━━ Text des Dokuments

Mach es wie die Japaner

  • Jürgen Amendt
  • Lesedauer: 3 Min.

Neulich an der Wohnungstür: Es ist halb neun am Samstagmorgen. Es klingelt. Der Herr des Hauses schlurft in Pantoffeln zur Gegensprechanlage. »Guten Tag«, grüßt eine hörbar gut gelaunte Männerstimme unten an der Haustür. »Ich möchte mit Ihnen über Gott reden.«

Gut, ich hätte jetzt antworten können: »Der wohnt hier nicht« oder: »Der ist gerade bei Biene Maja und muss auf ihren Willi aufpassen«, aber so schlagfertig ist man am Wochenende um diese Uhrzeit noch nicht. Stattdessen habe ich den braven Gottesmann brüsk abgewiesen: »Ich brauche keine neue Bibel, ich habe schon eine; einen guten Tag noch!«

In Japan, da hätte man ihm anderes geantwortet. Etwa in der Art, dass der Glaube eine ähnlich intime Angelegenheit sei wie die Sexualität, und wer möchte schon mit wildfremden Menschen über seine persönlichen sexuellen Vorlieben und Praktiken reden? Man hat selbst den eigenen Eltern nie erzählt, wie oft man früher pro Woche masturbiert hat!

Ob die Geschichte mit Japan und der Religion stimmt, kann ich nicht sagen. Ich weiß nur soviel. Ein Bekannter, der ein Jahr in Japan gelebt hat, hat sie mir einst erzählt, und ich habe keinen Grund, an der Wahrhaftigkeit dieses Menschen zu zweifeln.

Ich habe dann vom Küchenfenster aus beobachtet, wie sich der junge Mann im dunklen Anzug zum nächsten Haus aufgemacht hat. Auch dort verweigerte man ihm den Zutritt; Gleiches widerfuhr ihm in der ganzen Straße. Dann verschwand er aus meinem Blickfeld.

━━━━
━━ Datensatzeinträge

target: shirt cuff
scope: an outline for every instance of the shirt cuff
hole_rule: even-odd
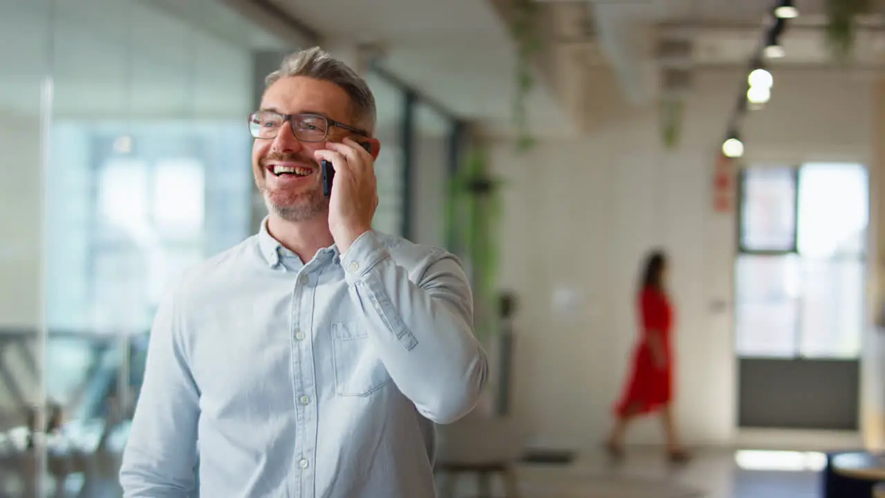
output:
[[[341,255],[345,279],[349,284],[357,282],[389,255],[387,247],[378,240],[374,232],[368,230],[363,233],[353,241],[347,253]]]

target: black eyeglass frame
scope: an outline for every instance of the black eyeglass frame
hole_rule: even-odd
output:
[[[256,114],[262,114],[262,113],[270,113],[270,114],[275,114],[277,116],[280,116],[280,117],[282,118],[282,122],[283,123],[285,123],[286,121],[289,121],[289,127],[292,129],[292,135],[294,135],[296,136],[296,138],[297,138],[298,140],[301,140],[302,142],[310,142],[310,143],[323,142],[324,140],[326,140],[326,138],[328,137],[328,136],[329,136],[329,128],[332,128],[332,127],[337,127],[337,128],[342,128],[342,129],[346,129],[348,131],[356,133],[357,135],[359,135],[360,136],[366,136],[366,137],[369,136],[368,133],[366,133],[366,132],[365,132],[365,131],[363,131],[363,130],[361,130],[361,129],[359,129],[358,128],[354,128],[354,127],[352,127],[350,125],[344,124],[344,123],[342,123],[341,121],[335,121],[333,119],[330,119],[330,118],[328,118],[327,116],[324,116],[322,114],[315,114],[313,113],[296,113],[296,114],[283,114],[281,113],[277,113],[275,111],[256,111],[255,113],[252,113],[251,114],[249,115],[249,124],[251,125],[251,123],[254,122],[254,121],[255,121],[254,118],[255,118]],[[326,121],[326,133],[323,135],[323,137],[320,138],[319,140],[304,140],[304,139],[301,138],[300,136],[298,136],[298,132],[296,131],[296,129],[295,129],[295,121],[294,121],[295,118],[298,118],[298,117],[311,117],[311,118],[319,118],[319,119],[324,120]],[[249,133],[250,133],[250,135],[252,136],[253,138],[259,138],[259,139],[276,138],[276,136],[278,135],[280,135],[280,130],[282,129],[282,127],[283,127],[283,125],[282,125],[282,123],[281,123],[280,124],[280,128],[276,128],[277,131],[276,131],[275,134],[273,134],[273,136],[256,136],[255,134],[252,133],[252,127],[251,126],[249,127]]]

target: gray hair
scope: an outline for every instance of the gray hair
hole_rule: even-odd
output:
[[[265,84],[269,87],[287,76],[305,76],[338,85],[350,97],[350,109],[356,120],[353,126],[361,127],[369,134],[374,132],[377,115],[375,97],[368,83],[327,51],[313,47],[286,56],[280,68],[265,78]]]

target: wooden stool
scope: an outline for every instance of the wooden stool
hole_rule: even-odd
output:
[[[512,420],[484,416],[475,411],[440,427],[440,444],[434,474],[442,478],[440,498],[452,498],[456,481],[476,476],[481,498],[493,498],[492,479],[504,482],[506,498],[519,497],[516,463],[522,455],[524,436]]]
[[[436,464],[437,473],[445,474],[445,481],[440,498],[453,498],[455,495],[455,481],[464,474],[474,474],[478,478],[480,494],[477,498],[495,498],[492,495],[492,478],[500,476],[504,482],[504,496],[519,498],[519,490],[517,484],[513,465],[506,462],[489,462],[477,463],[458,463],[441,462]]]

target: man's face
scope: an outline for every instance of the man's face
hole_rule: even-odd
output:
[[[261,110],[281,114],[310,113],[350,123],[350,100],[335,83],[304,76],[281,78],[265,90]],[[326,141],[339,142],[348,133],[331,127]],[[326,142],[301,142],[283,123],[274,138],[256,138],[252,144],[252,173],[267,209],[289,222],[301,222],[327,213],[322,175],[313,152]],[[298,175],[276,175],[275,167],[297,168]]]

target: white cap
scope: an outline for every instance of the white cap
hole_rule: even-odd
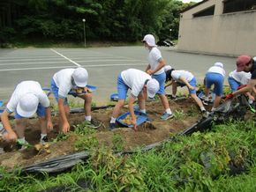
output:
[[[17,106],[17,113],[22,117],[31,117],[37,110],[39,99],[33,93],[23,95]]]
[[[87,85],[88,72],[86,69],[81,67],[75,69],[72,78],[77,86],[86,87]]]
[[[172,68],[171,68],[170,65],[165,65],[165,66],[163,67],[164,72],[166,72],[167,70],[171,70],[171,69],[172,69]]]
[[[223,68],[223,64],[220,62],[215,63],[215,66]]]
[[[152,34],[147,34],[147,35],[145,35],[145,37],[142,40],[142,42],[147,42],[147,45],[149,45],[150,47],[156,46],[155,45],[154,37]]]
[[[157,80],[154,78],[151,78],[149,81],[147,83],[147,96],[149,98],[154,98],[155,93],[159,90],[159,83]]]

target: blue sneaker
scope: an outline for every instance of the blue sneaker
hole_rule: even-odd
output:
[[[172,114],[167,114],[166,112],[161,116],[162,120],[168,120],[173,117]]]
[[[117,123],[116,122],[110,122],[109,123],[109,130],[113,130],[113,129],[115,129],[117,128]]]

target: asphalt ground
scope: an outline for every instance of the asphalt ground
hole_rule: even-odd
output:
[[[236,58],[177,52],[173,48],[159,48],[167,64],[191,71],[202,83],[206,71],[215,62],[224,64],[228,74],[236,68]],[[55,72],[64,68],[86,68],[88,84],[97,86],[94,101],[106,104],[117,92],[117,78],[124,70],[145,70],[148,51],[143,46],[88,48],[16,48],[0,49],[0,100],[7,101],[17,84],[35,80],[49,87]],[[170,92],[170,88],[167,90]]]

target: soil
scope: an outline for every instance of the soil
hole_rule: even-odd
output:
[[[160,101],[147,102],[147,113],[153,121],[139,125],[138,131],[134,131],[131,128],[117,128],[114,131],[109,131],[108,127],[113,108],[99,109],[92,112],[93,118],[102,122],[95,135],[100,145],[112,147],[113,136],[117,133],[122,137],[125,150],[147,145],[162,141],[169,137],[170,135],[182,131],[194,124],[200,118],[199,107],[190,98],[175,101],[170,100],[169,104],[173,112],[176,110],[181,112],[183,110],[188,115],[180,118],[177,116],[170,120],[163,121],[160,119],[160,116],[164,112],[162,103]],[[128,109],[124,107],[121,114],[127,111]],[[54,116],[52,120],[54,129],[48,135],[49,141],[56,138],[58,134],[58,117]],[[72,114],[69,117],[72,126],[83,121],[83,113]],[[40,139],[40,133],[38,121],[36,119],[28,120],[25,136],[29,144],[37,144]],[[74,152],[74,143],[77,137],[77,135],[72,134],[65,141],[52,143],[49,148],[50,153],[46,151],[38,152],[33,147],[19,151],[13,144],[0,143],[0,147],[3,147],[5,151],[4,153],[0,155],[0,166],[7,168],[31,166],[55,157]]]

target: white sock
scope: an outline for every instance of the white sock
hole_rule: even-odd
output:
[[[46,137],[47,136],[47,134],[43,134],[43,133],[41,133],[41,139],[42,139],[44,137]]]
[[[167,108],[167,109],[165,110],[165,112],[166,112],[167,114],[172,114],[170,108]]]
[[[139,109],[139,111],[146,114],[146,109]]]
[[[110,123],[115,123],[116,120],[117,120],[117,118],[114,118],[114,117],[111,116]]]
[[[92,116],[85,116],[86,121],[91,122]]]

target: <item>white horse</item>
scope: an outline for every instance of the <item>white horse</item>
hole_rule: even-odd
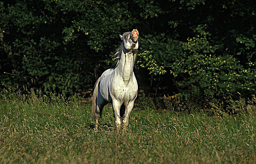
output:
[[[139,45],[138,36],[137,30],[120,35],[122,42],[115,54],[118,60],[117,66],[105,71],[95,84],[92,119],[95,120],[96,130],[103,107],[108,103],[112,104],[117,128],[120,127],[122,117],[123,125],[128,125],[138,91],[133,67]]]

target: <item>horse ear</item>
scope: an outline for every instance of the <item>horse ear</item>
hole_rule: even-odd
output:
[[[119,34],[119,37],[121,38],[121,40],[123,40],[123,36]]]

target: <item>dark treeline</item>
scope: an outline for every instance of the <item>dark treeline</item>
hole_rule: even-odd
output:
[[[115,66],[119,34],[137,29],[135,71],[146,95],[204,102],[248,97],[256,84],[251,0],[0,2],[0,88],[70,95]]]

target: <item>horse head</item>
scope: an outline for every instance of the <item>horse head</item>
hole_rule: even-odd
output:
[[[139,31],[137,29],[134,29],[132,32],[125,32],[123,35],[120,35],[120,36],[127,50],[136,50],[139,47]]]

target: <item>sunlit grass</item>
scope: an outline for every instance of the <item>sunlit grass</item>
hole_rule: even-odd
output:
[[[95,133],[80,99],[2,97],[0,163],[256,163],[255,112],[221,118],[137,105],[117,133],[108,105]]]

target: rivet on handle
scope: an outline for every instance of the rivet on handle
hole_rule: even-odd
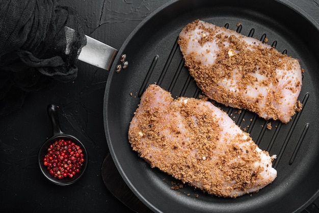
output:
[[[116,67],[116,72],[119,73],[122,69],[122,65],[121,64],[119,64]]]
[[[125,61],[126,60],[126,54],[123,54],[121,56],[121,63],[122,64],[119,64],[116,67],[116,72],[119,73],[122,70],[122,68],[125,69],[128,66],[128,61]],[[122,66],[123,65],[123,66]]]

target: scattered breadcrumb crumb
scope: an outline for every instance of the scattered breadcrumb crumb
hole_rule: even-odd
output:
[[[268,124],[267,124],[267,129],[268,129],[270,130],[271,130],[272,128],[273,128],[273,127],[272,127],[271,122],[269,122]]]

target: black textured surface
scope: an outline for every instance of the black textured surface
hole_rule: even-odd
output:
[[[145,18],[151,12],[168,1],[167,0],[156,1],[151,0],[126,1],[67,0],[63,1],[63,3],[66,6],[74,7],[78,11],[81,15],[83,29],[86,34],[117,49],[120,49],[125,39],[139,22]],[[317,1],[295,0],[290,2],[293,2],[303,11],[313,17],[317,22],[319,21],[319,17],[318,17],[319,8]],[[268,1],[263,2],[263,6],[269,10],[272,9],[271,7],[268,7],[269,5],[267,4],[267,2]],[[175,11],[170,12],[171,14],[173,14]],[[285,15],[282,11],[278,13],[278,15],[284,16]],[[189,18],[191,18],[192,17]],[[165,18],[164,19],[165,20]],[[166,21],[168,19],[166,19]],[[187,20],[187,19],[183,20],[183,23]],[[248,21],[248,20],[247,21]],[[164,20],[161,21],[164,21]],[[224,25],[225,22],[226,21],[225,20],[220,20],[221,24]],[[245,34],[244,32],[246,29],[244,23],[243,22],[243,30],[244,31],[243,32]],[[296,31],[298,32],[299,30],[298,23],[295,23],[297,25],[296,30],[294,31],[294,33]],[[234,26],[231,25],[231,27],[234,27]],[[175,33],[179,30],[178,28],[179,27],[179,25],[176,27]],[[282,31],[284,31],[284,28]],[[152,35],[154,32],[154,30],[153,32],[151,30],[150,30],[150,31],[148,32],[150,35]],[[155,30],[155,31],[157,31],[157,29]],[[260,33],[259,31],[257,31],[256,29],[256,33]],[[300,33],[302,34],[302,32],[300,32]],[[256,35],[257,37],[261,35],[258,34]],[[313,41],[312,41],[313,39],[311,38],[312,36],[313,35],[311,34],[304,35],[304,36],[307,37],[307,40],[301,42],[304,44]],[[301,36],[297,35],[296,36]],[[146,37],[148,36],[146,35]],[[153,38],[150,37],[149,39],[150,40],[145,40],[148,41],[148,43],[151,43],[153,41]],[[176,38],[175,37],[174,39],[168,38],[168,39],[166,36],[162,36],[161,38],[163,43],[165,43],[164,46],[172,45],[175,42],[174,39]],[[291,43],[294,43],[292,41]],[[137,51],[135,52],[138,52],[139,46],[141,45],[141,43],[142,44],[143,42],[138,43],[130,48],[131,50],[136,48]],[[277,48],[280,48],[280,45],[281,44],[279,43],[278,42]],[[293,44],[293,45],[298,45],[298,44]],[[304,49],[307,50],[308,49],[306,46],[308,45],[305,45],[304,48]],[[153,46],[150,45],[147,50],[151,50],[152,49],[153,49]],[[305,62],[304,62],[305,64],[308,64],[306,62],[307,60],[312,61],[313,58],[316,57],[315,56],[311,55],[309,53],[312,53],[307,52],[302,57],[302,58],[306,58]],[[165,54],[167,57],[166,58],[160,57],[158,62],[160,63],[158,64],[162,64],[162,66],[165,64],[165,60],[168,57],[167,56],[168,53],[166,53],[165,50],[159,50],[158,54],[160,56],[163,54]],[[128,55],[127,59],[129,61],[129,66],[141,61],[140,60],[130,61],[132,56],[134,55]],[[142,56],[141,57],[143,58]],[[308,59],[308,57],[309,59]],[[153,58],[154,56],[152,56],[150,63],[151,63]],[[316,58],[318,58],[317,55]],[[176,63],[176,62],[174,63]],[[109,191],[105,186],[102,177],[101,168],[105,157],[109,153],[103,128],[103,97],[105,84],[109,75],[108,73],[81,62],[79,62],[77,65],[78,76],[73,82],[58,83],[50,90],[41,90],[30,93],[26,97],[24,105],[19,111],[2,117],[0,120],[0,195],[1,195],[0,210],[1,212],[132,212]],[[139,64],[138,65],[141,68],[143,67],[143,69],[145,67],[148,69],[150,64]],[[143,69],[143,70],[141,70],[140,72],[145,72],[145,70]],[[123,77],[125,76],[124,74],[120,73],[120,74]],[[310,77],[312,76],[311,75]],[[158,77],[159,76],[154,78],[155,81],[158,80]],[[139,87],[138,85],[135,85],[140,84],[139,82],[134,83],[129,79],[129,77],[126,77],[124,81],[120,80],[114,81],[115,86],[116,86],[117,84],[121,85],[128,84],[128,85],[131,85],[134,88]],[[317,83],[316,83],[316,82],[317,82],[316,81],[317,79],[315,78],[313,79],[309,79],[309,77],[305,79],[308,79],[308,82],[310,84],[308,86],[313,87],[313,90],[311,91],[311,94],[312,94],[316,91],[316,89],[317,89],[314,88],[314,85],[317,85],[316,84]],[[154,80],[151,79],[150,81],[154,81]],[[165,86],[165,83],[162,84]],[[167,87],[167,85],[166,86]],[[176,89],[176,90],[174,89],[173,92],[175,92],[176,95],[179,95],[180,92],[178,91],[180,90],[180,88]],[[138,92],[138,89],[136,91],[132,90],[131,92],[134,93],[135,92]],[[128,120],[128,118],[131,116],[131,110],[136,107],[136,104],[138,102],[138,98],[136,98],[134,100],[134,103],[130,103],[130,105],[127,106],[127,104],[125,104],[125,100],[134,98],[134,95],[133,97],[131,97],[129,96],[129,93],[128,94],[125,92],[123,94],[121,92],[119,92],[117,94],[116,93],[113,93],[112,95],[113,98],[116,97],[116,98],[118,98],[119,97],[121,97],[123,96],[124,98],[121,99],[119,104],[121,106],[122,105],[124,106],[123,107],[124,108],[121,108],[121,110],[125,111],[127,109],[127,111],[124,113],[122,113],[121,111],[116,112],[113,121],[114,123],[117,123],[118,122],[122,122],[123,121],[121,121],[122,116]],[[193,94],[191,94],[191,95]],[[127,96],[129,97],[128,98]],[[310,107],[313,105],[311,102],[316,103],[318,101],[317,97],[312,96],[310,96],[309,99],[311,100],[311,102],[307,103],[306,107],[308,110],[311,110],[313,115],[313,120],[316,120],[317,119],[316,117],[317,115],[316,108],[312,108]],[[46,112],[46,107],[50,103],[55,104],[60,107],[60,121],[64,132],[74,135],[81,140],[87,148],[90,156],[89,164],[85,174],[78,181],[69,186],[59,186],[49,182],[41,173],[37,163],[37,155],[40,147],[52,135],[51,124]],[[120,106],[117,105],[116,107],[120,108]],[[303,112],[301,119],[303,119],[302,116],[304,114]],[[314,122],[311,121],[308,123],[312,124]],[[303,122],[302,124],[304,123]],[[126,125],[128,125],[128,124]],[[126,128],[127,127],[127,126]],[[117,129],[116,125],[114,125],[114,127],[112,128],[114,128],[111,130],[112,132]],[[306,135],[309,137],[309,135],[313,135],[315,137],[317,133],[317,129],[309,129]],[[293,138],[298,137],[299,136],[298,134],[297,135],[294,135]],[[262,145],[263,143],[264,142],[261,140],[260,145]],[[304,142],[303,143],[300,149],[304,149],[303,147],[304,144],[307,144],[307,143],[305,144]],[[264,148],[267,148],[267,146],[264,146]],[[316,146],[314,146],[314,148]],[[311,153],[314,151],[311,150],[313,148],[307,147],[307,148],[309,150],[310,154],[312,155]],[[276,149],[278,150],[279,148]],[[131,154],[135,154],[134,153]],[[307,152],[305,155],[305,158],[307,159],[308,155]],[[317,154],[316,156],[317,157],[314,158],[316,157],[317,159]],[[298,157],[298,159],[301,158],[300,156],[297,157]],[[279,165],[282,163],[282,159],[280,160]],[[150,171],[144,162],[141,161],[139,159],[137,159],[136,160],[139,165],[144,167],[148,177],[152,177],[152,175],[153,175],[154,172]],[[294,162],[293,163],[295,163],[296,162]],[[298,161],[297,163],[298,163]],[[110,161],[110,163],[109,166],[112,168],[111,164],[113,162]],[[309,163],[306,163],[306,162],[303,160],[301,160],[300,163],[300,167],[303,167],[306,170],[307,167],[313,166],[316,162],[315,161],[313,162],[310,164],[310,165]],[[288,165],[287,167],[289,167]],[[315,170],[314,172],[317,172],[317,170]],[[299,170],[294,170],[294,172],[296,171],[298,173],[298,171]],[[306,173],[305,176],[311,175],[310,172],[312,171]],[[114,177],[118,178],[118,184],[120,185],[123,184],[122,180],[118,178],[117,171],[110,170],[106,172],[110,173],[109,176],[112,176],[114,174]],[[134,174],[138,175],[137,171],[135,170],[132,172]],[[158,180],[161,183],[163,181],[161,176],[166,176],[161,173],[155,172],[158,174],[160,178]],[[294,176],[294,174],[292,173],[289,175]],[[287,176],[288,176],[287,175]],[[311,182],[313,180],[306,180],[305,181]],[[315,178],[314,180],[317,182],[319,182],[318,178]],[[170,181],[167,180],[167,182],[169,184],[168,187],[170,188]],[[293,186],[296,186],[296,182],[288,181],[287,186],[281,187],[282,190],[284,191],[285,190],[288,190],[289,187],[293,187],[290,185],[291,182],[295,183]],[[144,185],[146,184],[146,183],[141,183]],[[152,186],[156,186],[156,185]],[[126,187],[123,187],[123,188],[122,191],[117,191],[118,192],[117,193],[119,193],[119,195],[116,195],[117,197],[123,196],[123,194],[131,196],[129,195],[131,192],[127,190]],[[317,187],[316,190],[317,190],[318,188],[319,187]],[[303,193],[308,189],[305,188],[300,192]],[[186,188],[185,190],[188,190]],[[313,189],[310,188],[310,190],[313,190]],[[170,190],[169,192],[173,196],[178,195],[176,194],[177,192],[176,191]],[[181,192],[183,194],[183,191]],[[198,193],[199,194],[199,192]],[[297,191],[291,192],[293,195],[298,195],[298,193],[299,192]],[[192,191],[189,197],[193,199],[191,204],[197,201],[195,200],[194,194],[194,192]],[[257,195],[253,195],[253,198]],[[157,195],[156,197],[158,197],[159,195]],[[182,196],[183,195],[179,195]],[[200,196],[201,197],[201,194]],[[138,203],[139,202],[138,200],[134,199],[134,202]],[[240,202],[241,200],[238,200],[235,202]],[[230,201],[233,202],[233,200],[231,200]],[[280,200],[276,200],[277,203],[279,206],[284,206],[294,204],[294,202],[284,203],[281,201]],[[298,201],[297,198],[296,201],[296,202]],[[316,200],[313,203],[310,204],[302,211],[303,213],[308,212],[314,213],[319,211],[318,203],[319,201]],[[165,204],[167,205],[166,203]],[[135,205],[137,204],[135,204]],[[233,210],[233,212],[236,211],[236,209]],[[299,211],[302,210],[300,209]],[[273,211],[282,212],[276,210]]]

━━━━

### [Aufgaben und Übungen]
**1)** Führe alle Textstellen der Glosse über den Besuch an der Wohnungstür auf, die in Guillemets (» «) stehen.
**2)** Schreibe aus der Glosse den Abschnitt zwischen „In Japan, da“ und „aus meinem Blickfeld.“ einschließlich wortgetreu ab.

### [Nummerierte Antworten]
**1)**
»Guten Tag«
»Ich möchte mit Ihnen über Gott reden.«
»Der wohnt hier nicht«
»Der ist gerade bei Biene Maja und muss auf ihren Willi aufpassen«
»Ich brauche keine neue Bibel, ich habe schon eine; einen guten Tag noch!«

**2)**
In Japan, da hätte man ihm anderes geantwortet. Etwa in der Art, dass der Glaube eine ähnlich intime Angelegenheit sei wie die Sexualität, und wer möchte schon mit wildfremden Menschen über seine persönlichen sexuellen Vorlieben und Praktiken reden? Man hat selbst den eigenen Eltern nie erzählt, wie oft man früher pro Woche masturbiert hat!

Ob die Geschichte mit Japan und der Religion stimmt, kann ich nicht sagen. Ich weiß nur soviel. Ein Bekannter, der ein Jahr in Japan gelebt hat, hat sie mir einst erzählt, und ich habe keinen Grund, an der Wahrhaftigkeit dieses Menschen zu zweifeln.

Ich habe dann vom Küchenfenster aus beobachtet, wie sich der junge Mann im dunklen Anzug zum nächsten Haus aufgemacht hat. Auch dort verweigerte man ihm den Zutritt; Gleiches widerfuhr ihm in der ganzen Straße. Dann verschwand er aus meinem Blickfeld.